[Excerpts of pointing data]
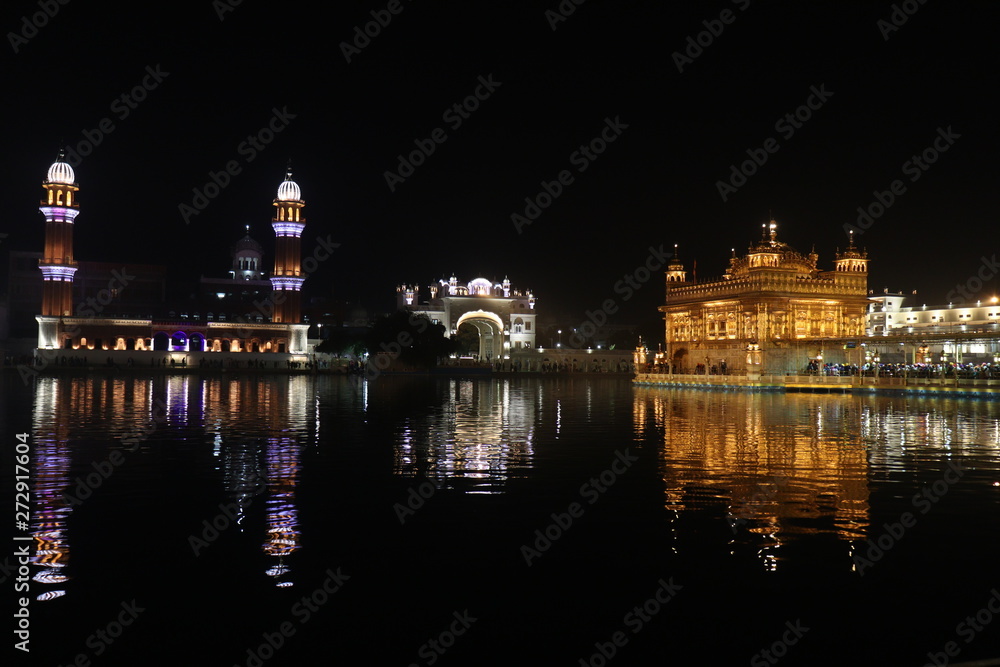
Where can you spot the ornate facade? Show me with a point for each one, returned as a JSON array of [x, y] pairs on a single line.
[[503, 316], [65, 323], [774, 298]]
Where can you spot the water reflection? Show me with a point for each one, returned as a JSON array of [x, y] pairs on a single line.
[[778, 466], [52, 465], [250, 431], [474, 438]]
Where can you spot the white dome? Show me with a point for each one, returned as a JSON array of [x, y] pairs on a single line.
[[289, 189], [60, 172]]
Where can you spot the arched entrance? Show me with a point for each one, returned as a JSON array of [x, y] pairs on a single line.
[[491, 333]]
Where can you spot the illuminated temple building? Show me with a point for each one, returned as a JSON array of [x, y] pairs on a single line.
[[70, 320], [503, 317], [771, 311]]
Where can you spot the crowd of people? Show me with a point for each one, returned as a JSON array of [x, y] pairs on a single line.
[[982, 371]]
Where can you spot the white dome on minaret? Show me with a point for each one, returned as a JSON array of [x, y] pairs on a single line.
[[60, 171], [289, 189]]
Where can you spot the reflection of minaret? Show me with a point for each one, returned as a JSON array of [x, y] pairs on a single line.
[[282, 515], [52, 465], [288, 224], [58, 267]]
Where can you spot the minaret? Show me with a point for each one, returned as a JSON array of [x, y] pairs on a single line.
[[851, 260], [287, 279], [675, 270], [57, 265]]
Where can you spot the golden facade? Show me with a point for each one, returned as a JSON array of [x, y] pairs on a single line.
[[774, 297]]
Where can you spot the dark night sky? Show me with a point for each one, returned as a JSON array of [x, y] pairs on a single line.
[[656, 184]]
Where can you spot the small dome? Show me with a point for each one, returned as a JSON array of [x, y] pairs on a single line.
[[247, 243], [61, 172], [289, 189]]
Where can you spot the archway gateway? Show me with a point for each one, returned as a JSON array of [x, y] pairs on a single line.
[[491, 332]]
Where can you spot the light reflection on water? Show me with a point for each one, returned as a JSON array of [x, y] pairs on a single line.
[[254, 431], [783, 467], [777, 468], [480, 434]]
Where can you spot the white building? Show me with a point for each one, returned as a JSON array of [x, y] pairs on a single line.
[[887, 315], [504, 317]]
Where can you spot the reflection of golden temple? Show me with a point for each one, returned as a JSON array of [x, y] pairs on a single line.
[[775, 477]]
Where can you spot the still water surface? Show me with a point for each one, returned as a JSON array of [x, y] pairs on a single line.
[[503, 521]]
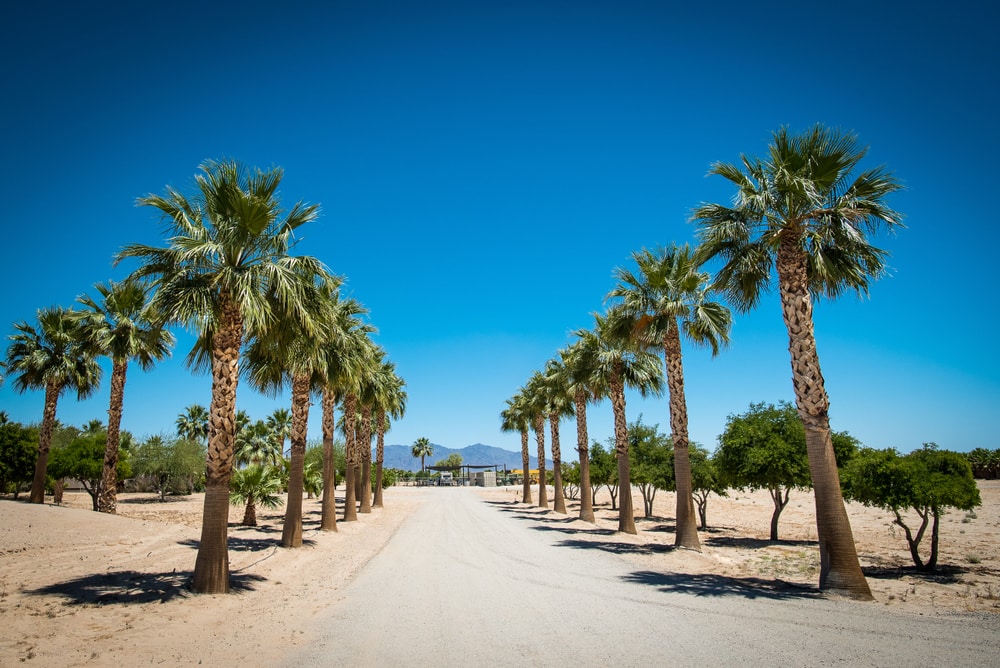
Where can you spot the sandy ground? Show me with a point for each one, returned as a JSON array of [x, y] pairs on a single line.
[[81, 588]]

* The problem
Rewrite the data from the line containing "Where can you spot the golden" through the end, inclusive, swapping "golden" for "gilded" and keeping everything else the same. Omit the pictures from your answer.

* Exercise result
Where can you spot the gilded facade? Show me with a point for each one, returned as a JSON array of [x, y] pairs on a single line.
[[774, 297]]
Where can you spot the dark night sky? Show me with a point for each one, returned as a JSON array of [x, y] pairs on a single line.
[[656, 184]]
Where can you spot the small dome? Show me with a point for each one, returned as a JSON array of [x, y] pairs on a single line.
[[247, 243], [61, 172], [289, 189]]
Where can you spot the archway gateway? Show me with a point for each one, returned as a JSON array of [x, y] pairs on a single line.
[[491, 332]]
Where can you spot the light reflection on water? Show me with a point for each one, returned as a JSON array of [x, y] pairs on a single line.
[[254, 431], [783, 467], [777, 468], [480, 434]]
Where can you spot the white building? Show me with a point for each one, returned as a JSON array of [x, y] pairs on a single line.
[[887, 315], [504, 317]]
Where can you spot the reflection of gilded temple? Show me with a point for each one, returned as a JSON array of [x, y] pairs on a single line.
[[775, 477]]
Where can you spot the still water surface? Show me with a point for each one, returned as a JSON array of [x, y] pairs on a single line.
[[503, 521]]
Where can you spot the sandy ground? Show me with a point for each one, returned as a JSON array of [x, y] pairs on a single line.
[[81, 588]]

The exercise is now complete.